*DOCUMENT SEGMENT*:
※ ※ ※
Palestinians’ Hopes Hang on Transformation of the World, Themselves - By Hazem Saghieh, Asharq Al-Awsat

 

 

It would not be an overstatement to say that the “deal of the century” is recognition of Israel as a forerunner in cruelty. For this world, as it seems today, merely imitates and continues to imitate Israel, and has succeeded, to a large extent, at following in its footsteps. In this sense, Tel Aviv’s successes are not dissonant: they are, unfortunately, the face of a tide rising across the world.
 
So long as America has a decisive impact on drawing the picture of world, its mounting bias in favor of Israel since Eisenhower was in power, is not marginal. With Donald Trump, this bias reaches total compatibility. However, globally, it is not a simple thing for Israel to combine brotherhood with America, friendship with Russia, mutual openness with China and India, and the limitation of the damage to its relationship with Europe, not to mention the progress, some of it major, being made in Africa, Asia, and Latin America.
※ ※ ※
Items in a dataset
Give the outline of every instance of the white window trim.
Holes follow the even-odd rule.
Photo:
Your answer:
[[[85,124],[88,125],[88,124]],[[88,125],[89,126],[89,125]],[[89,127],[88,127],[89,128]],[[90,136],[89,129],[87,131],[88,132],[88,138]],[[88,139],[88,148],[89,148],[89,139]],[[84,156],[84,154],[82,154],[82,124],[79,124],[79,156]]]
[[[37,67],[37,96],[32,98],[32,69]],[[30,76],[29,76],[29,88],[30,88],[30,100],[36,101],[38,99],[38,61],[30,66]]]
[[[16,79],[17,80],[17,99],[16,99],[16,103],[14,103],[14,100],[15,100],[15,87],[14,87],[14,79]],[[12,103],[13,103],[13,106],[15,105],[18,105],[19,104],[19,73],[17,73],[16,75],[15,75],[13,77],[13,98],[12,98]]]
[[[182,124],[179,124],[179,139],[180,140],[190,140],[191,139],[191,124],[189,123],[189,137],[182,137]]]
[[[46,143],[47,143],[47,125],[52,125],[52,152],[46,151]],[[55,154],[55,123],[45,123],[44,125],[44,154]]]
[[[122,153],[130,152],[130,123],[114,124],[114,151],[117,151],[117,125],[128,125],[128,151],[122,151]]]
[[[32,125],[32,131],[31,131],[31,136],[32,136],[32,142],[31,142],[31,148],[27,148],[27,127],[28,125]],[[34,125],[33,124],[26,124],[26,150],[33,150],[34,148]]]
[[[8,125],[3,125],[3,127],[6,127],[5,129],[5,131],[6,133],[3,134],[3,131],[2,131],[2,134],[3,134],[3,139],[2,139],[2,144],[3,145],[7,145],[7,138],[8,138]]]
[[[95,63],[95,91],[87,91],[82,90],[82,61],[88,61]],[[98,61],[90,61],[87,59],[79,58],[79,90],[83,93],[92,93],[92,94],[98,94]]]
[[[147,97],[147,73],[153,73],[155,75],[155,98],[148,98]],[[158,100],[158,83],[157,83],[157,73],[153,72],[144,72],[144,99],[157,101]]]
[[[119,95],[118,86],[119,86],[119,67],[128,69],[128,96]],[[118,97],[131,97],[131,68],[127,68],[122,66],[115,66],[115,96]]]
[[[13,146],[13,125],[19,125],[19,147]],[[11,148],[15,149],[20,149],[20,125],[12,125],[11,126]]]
※ ※ ※
*TASK TO CARRY OUT*:
Repeat the opinion piece on Palestinians' hopes in full, word for word. Nothing in the records is needed here.

*EXERCISE OUTPUT*:
Palestinians’ Hopes Hang on Transformation of the World, Themselves - By Hazem Saghieh, Asharq Al-Awsat

 

 

It would not be an overstatement to say that the “deal of the century” is recognition of Israel as a forerunner in cruelty. For this world, as it seems today, merely imitates and continues to imitate Israel, and has succeeded, to a large extent, at following in its footsteps. In this sense, Tel Aviv’s successes are not dissonant: they are, unfortunately, the face of a tide rising across the world.
 
So long as America has a decisive impact on drawing the picture of world, its mounting bias in favor of Israel since Eisenhower was in power, is not marginal. With Donald Trump, this bias reaches total compatibility. However, globally, it is not a simple thing for Israel to combine brotherhood with America, friendship with Russia, mutual openness with China and India, and the limitation of the damage to its relationship with Europe, not to mention the progress, some of it major, being made in Africa, Asia, and Latin America.